::: Texte à lire
Après, il existe d’autres typologies, qui ne sont des variantes sur d’autres critères, comme les SPOCs (“Small Private Online Course”) tournés vers les groupes privés ou les COOC (“Corporate Open Online Course”) créés par ou pour des entreprises privées.
Le plus interactif d'entre eux est le cMOOC, qui a un fonctionnement communautaire. Les seconds au classement sont le LabMOOC et le iMOOC par équipe. Le troisième le xMOOC et le dernier qui est le moins collaboratif est le infMOOC.
Bien entendu, il existe des formules mixtes de MOOC dont le classement est à relativiser, selon la motivation de leur équipe d’encadrement à les rendre interactifs. Souvent cette collaboration est visible par l’émulation ou par des forums. Des équipes savent faire vivre un forum et d’autres non. Cette donnée peut brouiller la vision des choses et rendre des structures de MOOCs quelquefois plus conviviales et collaboratives et d’autres moins vivantes qu’elles ne le sont habituellement.
Ainsi dans les xMOOC, LabMOOC, iMOOC et cMOOC, les interactions sont plus ou moins grandes aussi en fonction de leurs usagers apprenants qui souvent viennent d’horizons différents. Ils peuvent avoir des langues maternelles différentes, mais ils utilisent la plupart du temps un langage d’apprentissage commun avec diverses fluidités, sans que cela ait un réel impact dans leurs relations.
Le problème par exemple du français en Afrique francophone face aux langues locales est que dans certains pays africains, le français reste la langue de référence alors que dans d’autres c’est la langue à oublier selon des ethnies et histoires locales. Cela peut avoir un impact sur le choix des MOOCs, non pas qu’il y en ait pléthore dans les langues locales, mais cet état de fait bénéficie aux MOOCs anglophones qui leur sont alors préférés.
Le plus grand frein à la collaboration est principalement lié aux différences culturelles et contextuelles.
::::::
::: Informations extraites
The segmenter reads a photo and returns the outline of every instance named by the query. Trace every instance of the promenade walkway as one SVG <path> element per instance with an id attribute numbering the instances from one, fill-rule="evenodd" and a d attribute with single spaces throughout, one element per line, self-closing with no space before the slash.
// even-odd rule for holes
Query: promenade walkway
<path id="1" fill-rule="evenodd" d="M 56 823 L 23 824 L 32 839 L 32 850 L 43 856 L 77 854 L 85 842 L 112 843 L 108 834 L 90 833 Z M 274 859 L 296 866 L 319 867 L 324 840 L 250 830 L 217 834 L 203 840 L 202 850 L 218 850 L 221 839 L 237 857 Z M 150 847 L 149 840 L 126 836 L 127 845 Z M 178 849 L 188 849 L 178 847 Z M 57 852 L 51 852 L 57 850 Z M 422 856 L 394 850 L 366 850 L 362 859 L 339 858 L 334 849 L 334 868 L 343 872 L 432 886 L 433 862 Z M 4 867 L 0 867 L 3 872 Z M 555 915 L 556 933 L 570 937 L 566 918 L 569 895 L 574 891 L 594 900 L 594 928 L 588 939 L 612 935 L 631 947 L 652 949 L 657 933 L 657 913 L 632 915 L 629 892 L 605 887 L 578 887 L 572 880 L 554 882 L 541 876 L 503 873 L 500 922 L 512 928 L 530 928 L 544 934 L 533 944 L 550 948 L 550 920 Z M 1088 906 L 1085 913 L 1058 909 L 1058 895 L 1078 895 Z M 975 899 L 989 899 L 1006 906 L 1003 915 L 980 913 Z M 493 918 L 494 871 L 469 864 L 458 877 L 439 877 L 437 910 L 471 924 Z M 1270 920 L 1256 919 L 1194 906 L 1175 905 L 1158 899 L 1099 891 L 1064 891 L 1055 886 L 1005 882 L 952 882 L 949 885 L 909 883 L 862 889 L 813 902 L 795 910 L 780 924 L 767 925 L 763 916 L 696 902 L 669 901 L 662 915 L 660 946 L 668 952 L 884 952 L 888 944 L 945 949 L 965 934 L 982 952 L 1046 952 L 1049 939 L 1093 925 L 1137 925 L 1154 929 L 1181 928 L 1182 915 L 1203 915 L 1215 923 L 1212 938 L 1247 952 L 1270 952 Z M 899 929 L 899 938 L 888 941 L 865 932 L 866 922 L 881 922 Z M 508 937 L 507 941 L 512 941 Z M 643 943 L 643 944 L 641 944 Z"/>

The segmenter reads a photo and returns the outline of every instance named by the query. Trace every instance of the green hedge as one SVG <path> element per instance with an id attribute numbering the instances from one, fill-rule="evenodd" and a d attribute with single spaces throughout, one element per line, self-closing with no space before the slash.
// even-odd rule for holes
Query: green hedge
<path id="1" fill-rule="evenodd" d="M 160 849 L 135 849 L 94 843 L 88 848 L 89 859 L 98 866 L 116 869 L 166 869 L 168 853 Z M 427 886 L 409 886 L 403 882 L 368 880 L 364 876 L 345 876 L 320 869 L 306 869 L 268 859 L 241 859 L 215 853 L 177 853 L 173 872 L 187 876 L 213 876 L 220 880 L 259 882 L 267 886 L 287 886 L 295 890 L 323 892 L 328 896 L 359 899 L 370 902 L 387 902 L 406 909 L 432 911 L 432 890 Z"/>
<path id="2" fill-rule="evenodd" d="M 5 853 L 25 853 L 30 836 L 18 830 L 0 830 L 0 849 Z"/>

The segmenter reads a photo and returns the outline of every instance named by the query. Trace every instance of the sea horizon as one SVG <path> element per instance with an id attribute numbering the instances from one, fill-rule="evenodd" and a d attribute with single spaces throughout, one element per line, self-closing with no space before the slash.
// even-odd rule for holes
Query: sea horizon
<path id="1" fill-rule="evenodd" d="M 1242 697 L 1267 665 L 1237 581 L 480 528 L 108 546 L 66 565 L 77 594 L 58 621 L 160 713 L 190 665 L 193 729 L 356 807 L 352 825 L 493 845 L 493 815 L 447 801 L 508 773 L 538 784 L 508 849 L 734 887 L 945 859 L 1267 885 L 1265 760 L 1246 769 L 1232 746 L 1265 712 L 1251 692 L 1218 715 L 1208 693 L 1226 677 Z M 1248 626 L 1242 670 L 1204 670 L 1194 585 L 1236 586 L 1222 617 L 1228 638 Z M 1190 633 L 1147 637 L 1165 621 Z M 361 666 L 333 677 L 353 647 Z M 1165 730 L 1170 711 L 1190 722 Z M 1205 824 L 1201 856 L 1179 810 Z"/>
::::::
→ **Travail à faire**
- 1) Imprimez sans aucune modification le passage du texte sur les MOOC qui commence aux mots « Ainsi dans les » et s'arrête après « dans leurs relations. ».
- 2) Poursuivez la rédaction du texte sur les MOOC à partir de sa dernière phrase.

→ **Corrigé des exercices**
- 1)
Ainsi dans les xMOOC, LabMOOC, iMOOC et cMOOC, les interactions sont plus ou moins grandes aussi en fonction de leurs usagers apprenants qui souvent viennent d’horizons différents. Ils peuvent avoir des langues maternelles différentes, mais ils utilisent la plupart du temps un langage d’apprentissage commun avec diverses fluidités, sans que cela ait un réel impact dans leurs relations.

- 2)
Par exemple celui des rythmes de vie : une équipe multiculturelle composée d’Africains de l’ouest et de Suisses, leur gestion très différente des heures peut générer des incompréhensions. Hormis l’heure de décalage des fuseaux horaires, les différences culturelles en matière de ponctualité peuvent générer de sacrées incompréhensions, voire des conflits. Par exemple certains Africains ont une ponctualité à l’heure près alors que les Suisses sont ponctuels à la minute. Il peut y avoir aussi des incompréhensions dues à des attitudes : les occidentaux se regardent naturellement dans les yeux et d’autres ne regardent surtout pas les gens dans les yeux. Les premiers vont interpréter cette attitude pour de la fuite ou du dégoût, alors que ce n’est souvent qu’une marque de respect.
Le Chinois et l’Occidental peuvent aussi connaître des incompréhensions face aux marques de respect. Le Chinois utilise le concept de copie comme un signe de respect ou pour montrer qu’il a compris un concept dans une relation d’élève à enseignant chinoise classique. Cette façon de faire peut créer des perturbations, dans ce cas non plus entre les élèves, mais entre l’élève et l’équipe encadrante. Imaginez un élève qui dans son exercice final reprend des pans entiers de votre cours, alors que vous lui demandez vous de créer autre chose que la transcription de l’enseignement lui-même, et voire même que vous utilisez un logiciel pour repérer les plagiats. Cette situation corrspond à un choc des cultures et aussi des habitudes pédagogiques dans un sens comme dans l'autre.
Certains contextes peuvent aussi être dissonants ou peu propices à des travaux de groupes. Des équipes projet peuvent perdre des équipiers par méconnaissances de leurs habitudes religieuses par exemple. Le cas le plus classique est la programmation des réunions à des heures incompatibles avec le Ramadan. Nous pouvons soulever aussi le problème des contextes techniques et économiques. Il arrive que certaines personnes n’aient pas les moyens d’avoir une connexion permanente sur internet. Les raisons peuvent être multiples. Ca peut être l’usage du réseau en dehors des heures de travail soit dans un cybercafé, soit à son travail dans des heures limitées, soit quelques heures par semaines à cause des coûts importants des télécommunications.
Il existe encore beaucoup d’inégalité pour accéder au réseau internet. Les connexions sont quelques fois aléatoires, le réseau peut être fluctuant. Tous les pays n’ont pas une couverture identique. On notera même que quelquefois les connexions avec la France soient moins bonnes que celles avec certains pays émergents. Il arrive de voir régulièrement des étudiants passer la frontière du pays voisin pour se connecter à leurs formations. Et nous saluons au passage, aussi un cas plus dramatiques et courageux, celui d’un étudiant dont les connexions internet furent coupées dans le cadre d’une situation de guerre et qui passait plusieurs fois par semaine la frontière pour assister à sa formation en équipe.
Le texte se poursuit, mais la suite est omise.